# Start of Selection
FWIW, since most here of us here are white and muddle classed:
Big issue in America is class
http://seattlepi.nwsource.com/opinion/356402_class26.html

"In one sense, Obama's point couldn't be clearer: Race is a distraction from class-based inequities. And if we dismiss working-class resentment as camouflaged racism, we will be distracted by the specter of race. So why has no one noticed that the much vaunted "race speech" is also a class speech? "

"The irony is that Obama's speech urging us not to be distracted by race has so far had quite the opposite effect. Obama now needs to confront with equal candor the lesson we were taught by that "first black president": It's the economy, stupid."

Now, go back to the threads on 1804!

Conan71

And what favors have entitlements which typically are favored by liberals and directed at blacks done for them?  More inner-city poverty and racial envy which make their way into the acrid words of people just like Jeremiah Wright.
# End of Selection
# Start of Rows
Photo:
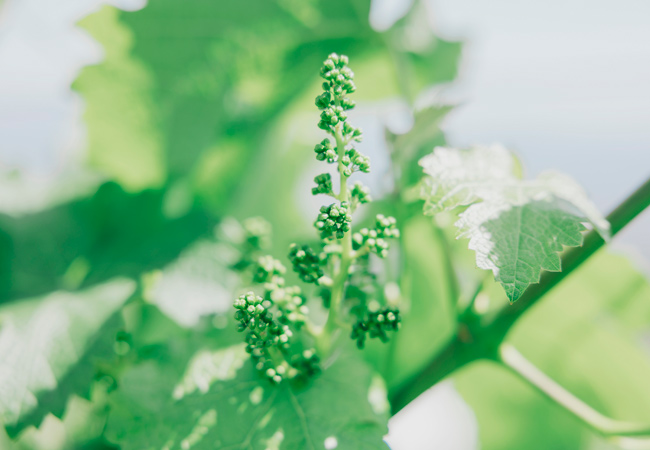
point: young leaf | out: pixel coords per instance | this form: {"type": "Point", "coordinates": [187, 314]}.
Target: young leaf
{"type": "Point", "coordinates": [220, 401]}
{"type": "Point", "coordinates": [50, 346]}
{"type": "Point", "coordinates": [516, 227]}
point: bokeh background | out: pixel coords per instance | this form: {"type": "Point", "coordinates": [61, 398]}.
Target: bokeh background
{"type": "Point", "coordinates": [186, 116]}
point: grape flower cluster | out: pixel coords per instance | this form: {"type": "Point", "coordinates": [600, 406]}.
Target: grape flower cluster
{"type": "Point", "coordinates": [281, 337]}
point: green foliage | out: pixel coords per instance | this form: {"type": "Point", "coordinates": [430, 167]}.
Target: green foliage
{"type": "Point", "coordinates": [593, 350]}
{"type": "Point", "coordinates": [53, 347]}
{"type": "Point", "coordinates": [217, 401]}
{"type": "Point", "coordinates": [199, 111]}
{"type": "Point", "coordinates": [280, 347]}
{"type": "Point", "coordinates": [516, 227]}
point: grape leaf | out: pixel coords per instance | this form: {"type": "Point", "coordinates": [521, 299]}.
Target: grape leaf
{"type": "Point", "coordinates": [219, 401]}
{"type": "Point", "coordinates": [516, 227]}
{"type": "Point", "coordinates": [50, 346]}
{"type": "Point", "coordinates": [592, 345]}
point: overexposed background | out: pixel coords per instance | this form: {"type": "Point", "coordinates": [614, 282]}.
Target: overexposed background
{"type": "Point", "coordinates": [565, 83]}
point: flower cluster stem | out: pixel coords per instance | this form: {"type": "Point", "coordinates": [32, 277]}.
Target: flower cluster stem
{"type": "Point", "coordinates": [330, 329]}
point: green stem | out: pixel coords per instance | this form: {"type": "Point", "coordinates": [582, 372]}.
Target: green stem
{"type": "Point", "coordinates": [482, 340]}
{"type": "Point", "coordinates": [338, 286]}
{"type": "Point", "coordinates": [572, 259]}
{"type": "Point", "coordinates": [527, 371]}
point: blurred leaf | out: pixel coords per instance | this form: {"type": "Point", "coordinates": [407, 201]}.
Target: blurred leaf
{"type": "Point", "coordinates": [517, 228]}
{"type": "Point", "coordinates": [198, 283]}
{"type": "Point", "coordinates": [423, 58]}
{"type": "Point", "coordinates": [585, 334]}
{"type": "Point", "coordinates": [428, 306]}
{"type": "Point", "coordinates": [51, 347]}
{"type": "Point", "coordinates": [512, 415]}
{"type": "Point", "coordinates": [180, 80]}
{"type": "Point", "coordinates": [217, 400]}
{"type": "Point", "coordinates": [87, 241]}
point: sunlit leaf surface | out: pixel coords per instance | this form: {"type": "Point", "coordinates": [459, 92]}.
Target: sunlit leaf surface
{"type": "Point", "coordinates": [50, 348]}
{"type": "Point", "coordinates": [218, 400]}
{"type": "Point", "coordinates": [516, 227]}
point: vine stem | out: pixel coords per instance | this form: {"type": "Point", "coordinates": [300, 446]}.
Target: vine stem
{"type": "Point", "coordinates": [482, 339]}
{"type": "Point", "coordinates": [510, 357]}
# End of Rows
# Start of Rows
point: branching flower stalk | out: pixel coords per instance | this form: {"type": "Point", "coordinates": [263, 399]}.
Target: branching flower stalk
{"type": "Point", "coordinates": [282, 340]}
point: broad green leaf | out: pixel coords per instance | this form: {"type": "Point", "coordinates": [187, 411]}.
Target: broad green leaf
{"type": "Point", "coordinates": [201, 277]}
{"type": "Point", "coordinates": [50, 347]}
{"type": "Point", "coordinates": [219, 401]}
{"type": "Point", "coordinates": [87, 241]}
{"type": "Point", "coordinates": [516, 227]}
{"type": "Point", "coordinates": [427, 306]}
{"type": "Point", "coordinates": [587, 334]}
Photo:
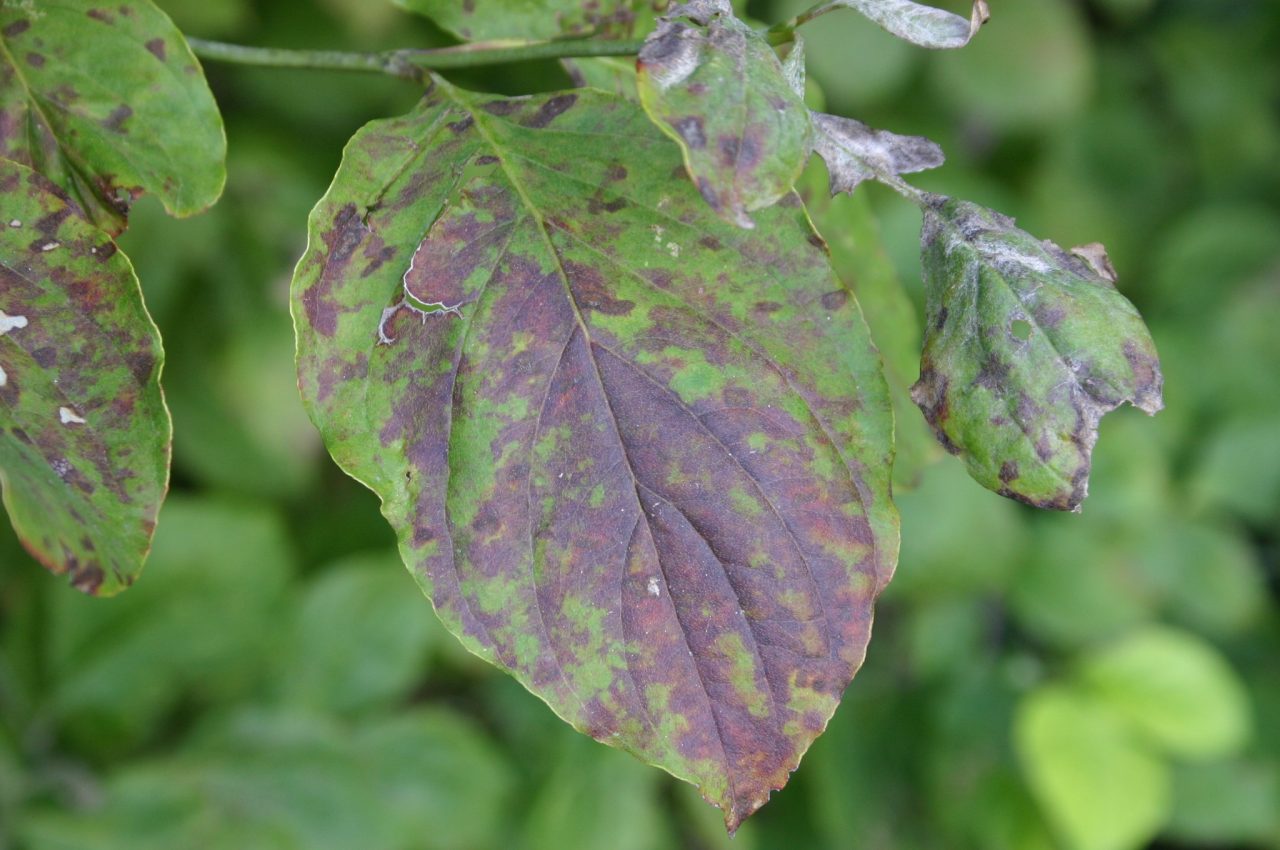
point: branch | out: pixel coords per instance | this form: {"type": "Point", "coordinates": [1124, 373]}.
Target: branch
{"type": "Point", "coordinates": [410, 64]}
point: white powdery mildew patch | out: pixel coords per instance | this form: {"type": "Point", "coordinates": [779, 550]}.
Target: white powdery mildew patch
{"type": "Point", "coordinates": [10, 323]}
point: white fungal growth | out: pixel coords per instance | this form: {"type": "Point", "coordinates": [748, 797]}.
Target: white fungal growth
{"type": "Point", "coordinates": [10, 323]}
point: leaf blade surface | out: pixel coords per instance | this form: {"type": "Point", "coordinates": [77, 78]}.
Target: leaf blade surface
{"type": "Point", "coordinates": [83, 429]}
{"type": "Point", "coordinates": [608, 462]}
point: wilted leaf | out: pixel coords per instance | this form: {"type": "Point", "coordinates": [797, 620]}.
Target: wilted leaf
# End of Rows
**Job A:**
In the forum thread on race and class in America, what lesson does the quoted column say Obama now needs to confront with equal candor?
**Job B:**
Resume the forum thread on race and class in America after its last sentence.

**Output A:**
"It's the economy, stupid."

**Output B:**
"It has been said that politics is the second oldest profession. I have learned that it bears a striking resemblance to the first" -Ronald Reagan

FOTD

#53
quote:
Originally posted by Conan71

And what favors have entitlements which typically are favored by liberals and directed at blacks done for them?  More inner-city poverty and racial envy which make their way into the acrid words of people just like Jeremiah Wright.





You're missing the target....

USRufnex

#54
quote:
Originally posted by Conan71

And what favors have entitlements which typically are favored by liberals and directed at blacks done for them?  More inner-city poverty and racial envy which make their way into the acrid words of people just like Jeremiah Wright.



http://www.cbsnews.com/stories/2003/01/21/politics/main537363.shtml

(Condelezza) Rice said she had benefited from affirmative action during her career at Stanford University.

"I think they saw a person that they thought had potential, and yes, I think they were looking to diversify the faculty," she said.

"I think there's nothing wrong with that in the United States," Rice said. "It does not mean that one has to go to people of lower quality. Race is a factor in our society."

In a Friday interview with the American Urban Radio Network, Rice said she agreed that affirmative action is needed "if it does not lead to quotas."

In a speech to the Republican National Convention in 2000, Powell sharply criticized GOP attacks on affirmative action.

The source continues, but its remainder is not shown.